Stated problem 1 → In the article below on the Airy zeta function, what must hold for the real part of s for the defining series to converge?

——————

# Airy zeta function

In mathematics, the Airy zeta function, studied by (Crandall 1996), is a function analogous to the Riemann zeta function and related to the zeros of the Airy function.

## Definition

The Airy functions Ai and Bi

The Airy function

$\displaystyle{ \mathrm{Ai}(x) = \frac{1}{\pi} \int_0^\infty \cos\left(\tfrac13t^3 + xt\right)\, dt, }$

is positive for positive x, but oscillates for negative values of x. The Airy zeros are the values $\displaystyle{ \{a_i\}_{i=1}^\infty }$ at which $\displaystyle{ \text{Ai}(a_i) = 0 }$, ordered by increasing magnitude: $\displaystyle{ |a_1|\lt |a_2|\lt \cdots }$ .

The Airy zeta function is the function defined from this sequence of zeros by the series

$\displaystyle{ \zeta_{\mathrm{Ai}}(s)=\sum_{i=1}^{\infty} \frac{1}{|a_i|^s}. }$

This series converges when the real part of s is greater than 3/2, and may be extended by analytic continuation to other values of s.

## Evaluation at integers

Like the Riemann zeta function, whose value $\displaystyle{ \zeta(2)=\pi^2/6 }$ is the solution to the Basel problem, the Airy zeta function may be exactly evaluated at s = 2:

$\displaystyle{ \zeta_{\mathrm{Ai}}(2)=\sum_{i=1}^{\infty} \frac{1}{a_i^2}=\frac{3^{5/3}\Gamma^4(\frac23)}{4\pi^2}, }$

where $\displaystyle{ \Gamma }$ is the gamma function, a continuous variant of the factorial. Similar evaluations are also possible for larger integer values of s.

It is conjectured that the analytic continuation of the Airy zeta function evaluates at 1 to

$\displaystyle{ \zeta_{\mathrm{Ai}}(1)=-\frac{\Gamma(\frac23)}{\Gamma(\frac43)\sqrt[3]{9}}. }$

——————

Stated problem 2 → Locate each line in the entries that contains the word "white" and copy those lines.

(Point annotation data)
——————

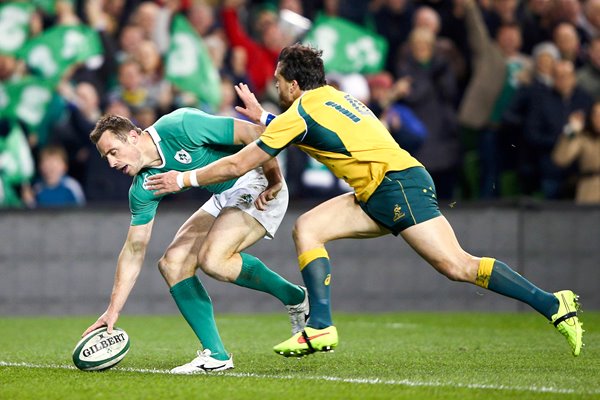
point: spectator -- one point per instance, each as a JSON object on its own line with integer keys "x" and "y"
{"x": 487, "y": 97}
{"x": 590, "y": 20}
{"x": 588, "y": 76}
{"x": 56, "y": 188}
{"x": 550, "y": 112}
{"x": 132, "y": 89}
{"x": 581, "y": 143}
{"x": 71, "y": 132}
{"x": 427, "y": 85}
{"x": 533, "y": 17}
{"x": 264, "y": 54}
{"x": 160, "y": 90}
{"x": 545, "y": 55}
{"x": 129, "y": 40}
{"x": 393, "y": 22}
{"x": 427, "y": 17}
{"x": 566, "y": 39}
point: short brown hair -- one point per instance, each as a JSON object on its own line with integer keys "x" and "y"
{"x": 302, "y": 64}
{"x": 118, "y": 125}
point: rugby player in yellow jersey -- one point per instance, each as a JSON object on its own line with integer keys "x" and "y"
{"x": 393, "y": 193}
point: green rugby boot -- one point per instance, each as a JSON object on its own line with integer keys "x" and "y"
{"x": 308, "y": 341}
{"x": 566, "y": 321}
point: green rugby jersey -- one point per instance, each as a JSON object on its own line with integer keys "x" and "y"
{"x": 186, "y": 139}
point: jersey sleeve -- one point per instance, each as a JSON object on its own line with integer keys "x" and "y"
{"x": 142, "y": 203}
{"x": 286, "y": 129}
{"x": 203, "y": 128}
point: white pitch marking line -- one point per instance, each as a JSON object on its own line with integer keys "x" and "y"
{"x": 367, "y": 381}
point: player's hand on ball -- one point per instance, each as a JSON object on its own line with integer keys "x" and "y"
{"x": 163, "y": 183}
{"x": 108, "y": 319}
{"x": 267, "y": 195}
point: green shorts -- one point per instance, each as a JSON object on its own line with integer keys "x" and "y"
{"x": 403, "y": 199}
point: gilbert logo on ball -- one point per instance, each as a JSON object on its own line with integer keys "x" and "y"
{"x": 99, "y": 350}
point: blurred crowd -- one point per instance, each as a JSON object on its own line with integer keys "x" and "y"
{"x": 497, "y": 98}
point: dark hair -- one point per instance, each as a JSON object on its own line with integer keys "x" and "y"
{"x": 118, "y": 125}
{"x": 589, "y": 127}
{"x": 302, "y": 64}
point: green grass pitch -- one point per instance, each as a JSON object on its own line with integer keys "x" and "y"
{"x": 381, "y": 356}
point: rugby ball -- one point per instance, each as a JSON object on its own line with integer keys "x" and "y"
{"x": 99, "y": 350}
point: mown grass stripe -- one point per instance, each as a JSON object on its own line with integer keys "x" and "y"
{"x": 366, "y": 381}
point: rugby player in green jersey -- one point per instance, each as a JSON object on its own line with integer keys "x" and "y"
{"x": 393, "y": 193}
{"x": 241, "y": 211}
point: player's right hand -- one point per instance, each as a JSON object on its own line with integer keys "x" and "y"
{"x": 108, "y": 319}
{"x": 253, "y": 110}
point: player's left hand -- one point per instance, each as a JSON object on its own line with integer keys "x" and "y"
{"x": 163, "y": 183}
{"x": 267, "y": 195}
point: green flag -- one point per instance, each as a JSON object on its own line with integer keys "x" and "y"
{"x": 14, "y": 26}
{"x": 47, "y": 6}
{"x": 188, "y": 65}
{"x": 52, "y": 53}
{"x": 347, "y": 47}
{"x": 16, "y": 165}
{"x": 27, "y": 99}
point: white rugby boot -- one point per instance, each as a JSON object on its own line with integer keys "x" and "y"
{"x": 299, "y": 313}
{"x": 204, "y": 363}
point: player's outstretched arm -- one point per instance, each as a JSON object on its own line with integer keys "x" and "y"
{"x": 129, "y": 266}
{"x": 252, "y": 108}
{"x": 222, "y": 170}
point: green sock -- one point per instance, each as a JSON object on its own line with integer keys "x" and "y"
{"x": 509, "y": 283}
{"x": 195, "y": 305}
{"x": 317, "y": 276}
{"x": 256, "y": 275}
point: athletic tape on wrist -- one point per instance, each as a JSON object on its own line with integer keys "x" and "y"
{"x": 194, "y": 178}
{"x": 266, "y": 118}
{"x": 180, "y": 180}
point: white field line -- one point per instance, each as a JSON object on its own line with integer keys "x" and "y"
{"x": 364, "y": 381}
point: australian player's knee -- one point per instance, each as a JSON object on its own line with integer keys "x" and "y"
{"x": 304, "y": 230}
{"x": 210, "y": 263}
{"x": 169, "y": 270}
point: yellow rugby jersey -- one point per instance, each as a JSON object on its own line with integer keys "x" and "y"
{"x": 343, "y": 134}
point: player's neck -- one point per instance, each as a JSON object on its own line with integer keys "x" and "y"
{"x": 150, "y": 151}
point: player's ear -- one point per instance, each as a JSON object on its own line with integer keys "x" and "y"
{"x": 133, "y": 135}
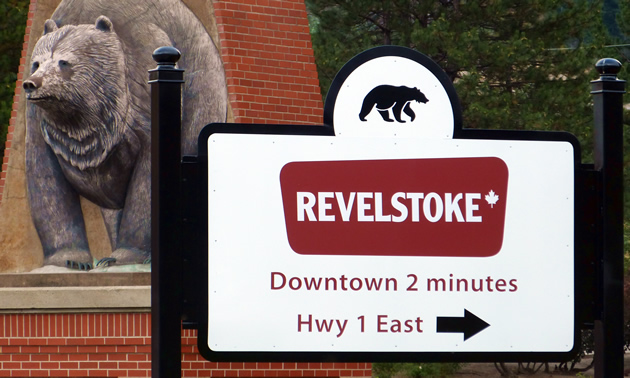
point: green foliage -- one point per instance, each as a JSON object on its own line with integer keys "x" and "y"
{"x": 13, "y": 15}
{"x": 411, "y": 370}
{"x": 515, "y": 65}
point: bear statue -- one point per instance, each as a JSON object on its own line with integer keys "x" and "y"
{"x": 396, "y": 98}
{"x": 88, "y": 119}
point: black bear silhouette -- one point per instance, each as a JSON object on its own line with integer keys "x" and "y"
{"x": 396, "y": 98}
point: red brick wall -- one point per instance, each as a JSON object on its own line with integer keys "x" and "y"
{"x": 269, "y": 63}
{"x": 119, "y": 345}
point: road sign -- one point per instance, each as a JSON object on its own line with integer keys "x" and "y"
{"x": 329, "y": 245}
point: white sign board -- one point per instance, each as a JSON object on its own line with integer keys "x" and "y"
{"x": 269, "y": 291}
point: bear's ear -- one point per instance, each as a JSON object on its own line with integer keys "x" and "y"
{"x": 104, "y": 24}
{"x": 49, "y": 26}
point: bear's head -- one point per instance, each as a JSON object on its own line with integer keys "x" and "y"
{"x": 78, "y": 81}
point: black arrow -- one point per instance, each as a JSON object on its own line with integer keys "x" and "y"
{"x": 469, "y": 325}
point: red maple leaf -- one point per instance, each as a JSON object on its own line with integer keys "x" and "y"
{"x": 492, "y": 198}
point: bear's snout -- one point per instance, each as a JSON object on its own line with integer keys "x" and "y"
{"x": 32, "y": 83}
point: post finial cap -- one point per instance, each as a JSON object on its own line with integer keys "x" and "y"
{"x": 608, "y": 66}
{"x": 166, "y": 55}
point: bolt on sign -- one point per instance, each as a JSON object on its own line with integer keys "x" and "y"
{"x": 390, "y": 233}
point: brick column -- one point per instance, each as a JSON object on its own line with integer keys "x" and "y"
{"x": 269, "y": 62}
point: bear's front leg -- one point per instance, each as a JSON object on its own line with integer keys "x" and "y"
{"x": 134, "y": 234}
{"x": 55, "y": 206}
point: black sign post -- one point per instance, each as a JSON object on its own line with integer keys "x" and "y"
{"x": 166, "y": 91}
{"x": 607, "y": 94}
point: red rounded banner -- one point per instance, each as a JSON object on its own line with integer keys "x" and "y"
{"x": 406, "y": 207}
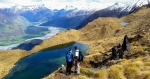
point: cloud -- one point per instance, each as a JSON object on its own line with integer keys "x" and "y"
{"x": 62, "y": 3}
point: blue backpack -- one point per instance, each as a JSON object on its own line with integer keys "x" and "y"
{"x": 69, "y": 57}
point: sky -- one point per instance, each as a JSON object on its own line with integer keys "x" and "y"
{"x": 60, "y": 1}
{"x": 63, "y": 3}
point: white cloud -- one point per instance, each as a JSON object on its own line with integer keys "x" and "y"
{"x": 62, "y": 3}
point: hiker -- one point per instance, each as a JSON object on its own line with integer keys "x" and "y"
{"x": 126, "y": 44}
{"x": 114, "y": 53}
{"x": 69, "y": 61}
{"x": 77, "y": 59}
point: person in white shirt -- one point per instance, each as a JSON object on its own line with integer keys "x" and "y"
{"x": 77, "y": 63}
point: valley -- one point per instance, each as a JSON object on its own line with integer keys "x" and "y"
{"x": 100, "y": 30}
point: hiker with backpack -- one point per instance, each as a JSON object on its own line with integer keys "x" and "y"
{"x": 78, "y": 57}
{"x": 69, "y": 61}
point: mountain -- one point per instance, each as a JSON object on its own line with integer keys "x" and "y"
{"x": 37, "y": 12}
{"x": 12, "y": 24}
{"x": 116, "y": 10}
{"x": 70, "y": 20}
{"x": 66, "y": 17}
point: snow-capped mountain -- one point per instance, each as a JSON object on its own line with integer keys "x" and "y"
{"x": 116, "y": 10}
{"x": 43, "y": 13}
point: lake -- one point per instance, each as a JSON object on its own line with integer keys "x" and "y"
{"x": 124, "y": 23}
{"x": 42, "y": 63}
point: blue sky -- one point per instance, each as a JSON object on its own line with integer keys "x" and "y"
{"x": 58, "y": 4}
{"x": 63, "y": 1}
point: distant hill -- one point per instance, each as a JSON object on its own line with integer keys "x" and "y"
{"x": 116, "y": 10}
{"x": 12, "y": 24}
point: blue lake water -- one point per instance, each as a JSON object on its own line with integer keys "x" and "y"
{"x": 124, "y": 23}
{"x": 41, "y": 64}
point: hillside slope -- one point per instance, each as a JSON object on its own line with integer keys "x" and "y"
{"x": 101, "y": 35}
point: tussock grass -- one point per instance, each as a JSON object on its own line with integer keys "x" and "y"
{"x": 86, "y": 71}
{"x": 81, "y": 77}
{"x": 101, "y": 74}
{"x": 116, "y": 72}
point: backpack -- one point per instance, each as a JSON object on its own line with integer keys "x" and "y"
{"x": 80, "y": 58}
{"x": 69, "y": 57}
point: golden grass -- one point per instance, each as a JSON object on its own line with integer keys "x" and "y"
{"x": 81, "y": 77}
{"x": 86, "y": 71}
{"x": 116, "y": 72}
{"x": 102, "y": 74}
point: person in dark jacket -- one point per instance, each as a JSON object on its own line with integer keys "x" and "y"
{"x": 69, "y": 61}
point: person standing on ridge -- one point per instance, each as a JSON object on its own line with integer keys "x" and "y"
{"x": 69, "y": 61}
{"x": 77, "y": 63}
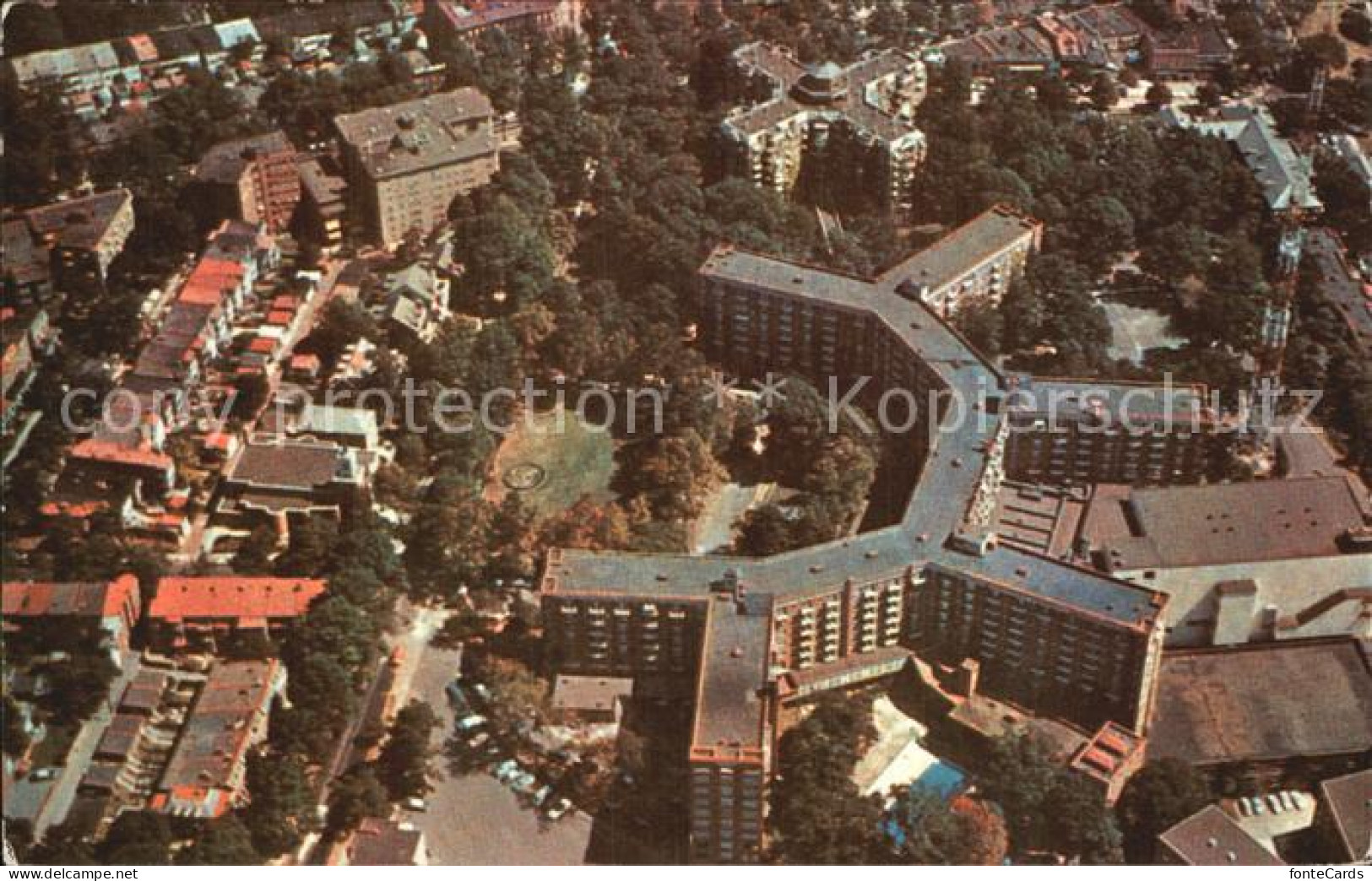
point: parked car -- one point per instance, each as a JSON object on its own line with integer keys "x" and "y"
{"x": 468, "y": 725}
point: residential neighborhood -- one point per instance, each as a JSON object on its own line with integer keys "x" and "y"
{"x": 588, "y": 433}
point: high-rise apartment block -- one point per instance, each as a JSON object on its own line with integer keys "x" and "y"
{"x": 874, "y": 98}
{"x": 408, "y": 161}
{"x": 254, "y": 179}
{"x": 762, "y": 633}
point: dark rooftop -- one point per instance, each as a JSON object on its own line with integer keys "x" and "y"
{"x": 1264, "y": 701}
{"x": 79, "y": 223}
{"x": 421, "y": 133}
{"x": 225, "y": 162}
{"x": 729, "y": 712}
{"x": 1349, "y": 799}
{"x": 1223, "y": 523}
{"x": 287, "y": 464}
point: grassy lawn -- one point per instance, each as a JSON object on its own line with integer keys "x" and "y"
{"x": 55, "y": 745}
{"x": 575, "y": 462}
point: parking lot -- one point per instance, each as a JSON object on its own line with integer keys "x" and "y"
{"x": 475, "y": 819}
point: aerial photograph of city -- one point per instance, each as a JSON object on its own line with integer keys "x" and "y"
{"x": 686, "y": 433}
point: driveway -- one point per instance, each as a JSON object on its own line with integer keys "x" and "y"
{"x": 475, "y": 819}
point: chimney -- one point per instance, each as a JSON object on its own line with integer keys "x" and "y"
{"x": 963, "y": 681}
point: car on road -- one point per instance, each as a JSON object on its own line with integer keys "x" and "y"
{"x": 557, "y": 810}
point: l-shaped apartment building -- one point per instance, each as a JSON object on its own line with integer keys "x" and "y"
{"x": 759, "y": 633}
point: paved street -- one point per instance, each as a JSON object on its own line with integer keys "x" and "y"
{"x": 475, "y": 819}
{"x": 47, "y": 803}
{"x": 1341, "y": 287}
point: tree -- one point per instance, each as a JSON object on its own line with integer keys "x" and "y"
{"x": 32, "y": 28}
{"x": 138, "y": 839}
{"x": 224, "y": 841}
{"x": 404, "y": 762}
{"x": 63, "y": 844}
{"x": 344, "y": 322}
{"x": 818, "y": 817}
{"x": 519, "y": 697}
{"x": 355, "y": 796}
{"x": 1046, "y": 806}
{"x": 928, "y": 830}
{"x": 1158, "y": 796}
{"x": 1051, "y": 308}
{"x": 254, "y": 554}
{"x": 1158, "y": 95}
{"x": 283, "y": 806}
{"x": 984, "y": 837}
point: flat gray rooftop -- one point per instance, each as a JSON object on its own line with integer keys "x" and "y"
{"x": 1264, "y": 701}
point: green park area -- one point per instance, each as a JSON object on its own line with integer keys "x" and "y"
{"x": 552, "y": 460}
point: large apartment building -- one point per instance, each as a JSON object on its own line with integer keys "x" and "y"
{"x": 406, "y": 162}
{"x": 1080, "y": 433}
{"x": 874, "y": 99}
{"x": 252, "y": 179}
{"x": 467, "y": 21}
{"x": 74, "y": 241}
{"x": 762, "y": 633}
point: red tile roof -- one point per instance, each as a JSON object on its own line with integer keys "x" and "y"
{"x": 224, "y": 597}
{"x": 120, "y": 455}
{"x": 77, "y": 598}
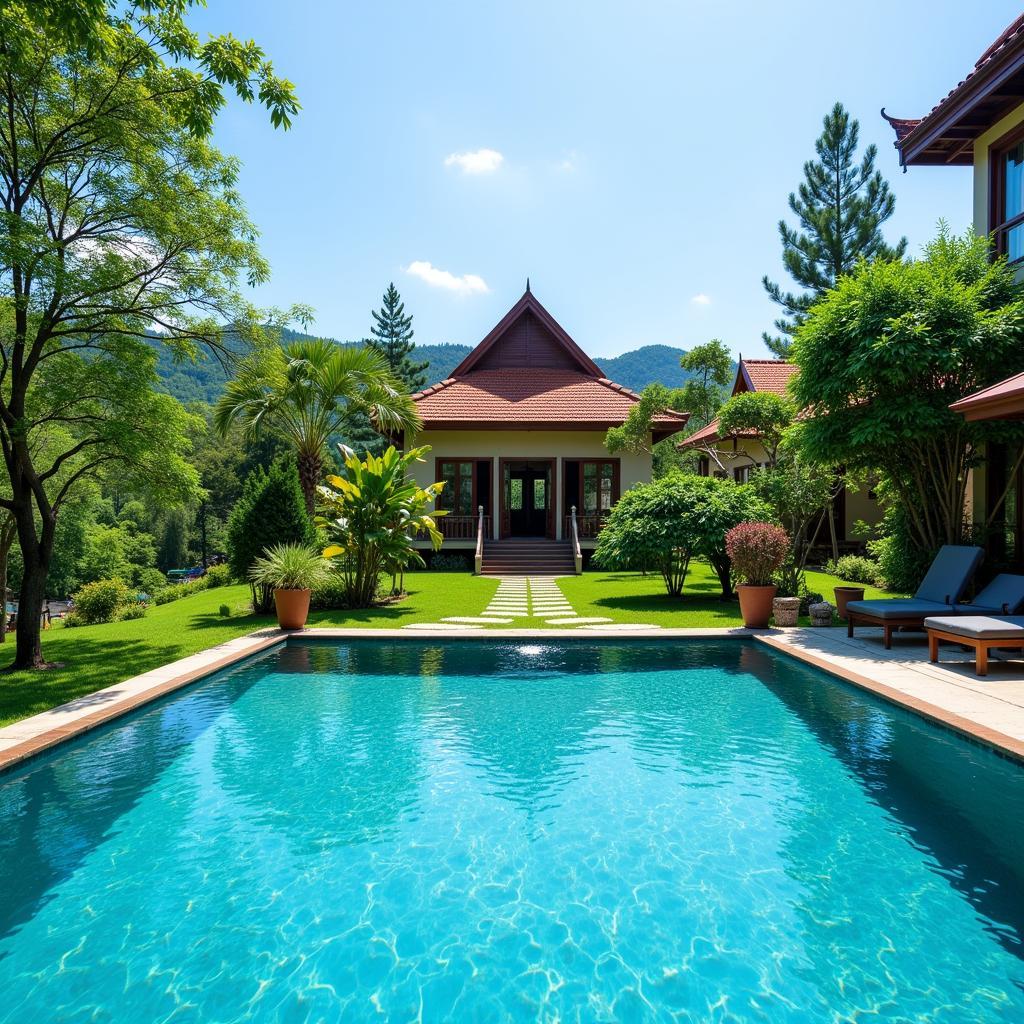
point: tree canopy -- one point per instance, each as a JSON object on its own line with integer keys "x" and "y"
{"x": 119, "y": 222}
{"x": 840, "y": 208}
{"x": 885, "y": 353}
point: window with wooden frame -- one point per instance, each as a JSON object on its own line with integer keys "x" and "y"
{"x": 1006, "y": 217}
{"x": 598, "y": 485}
{"x": 466, "y": 485}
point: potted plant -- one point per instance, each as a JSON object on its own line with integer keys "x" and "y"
{"x": 293, "y": 570}
{"x": 756, "y": 550}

——————

Correct answer 1 → The real part of s must be greater than 3/2.

Correct answer 2 →
point: white pitch marking line -- one point per instance, each as a JSON object on its own line with integer keys "x" and "y"
point: white rugby boot -- one point per instance, each as a JSON object on its own line with integer keys "x" and "y"
point: white field line -- one point per instance, each as a JSON object on its own line with integer keys "x" and "y"
point: white sign board -- one point per instance, each as a JSON object on its own line with integer keys "x" and "y"
point: white cloud -- one point per instance, each as a JSON object on its own line with integer keys "x" and "y"
point: person in white shirt -- one point per instance, each as a JSON object on its own line with integer keys "x" and "y"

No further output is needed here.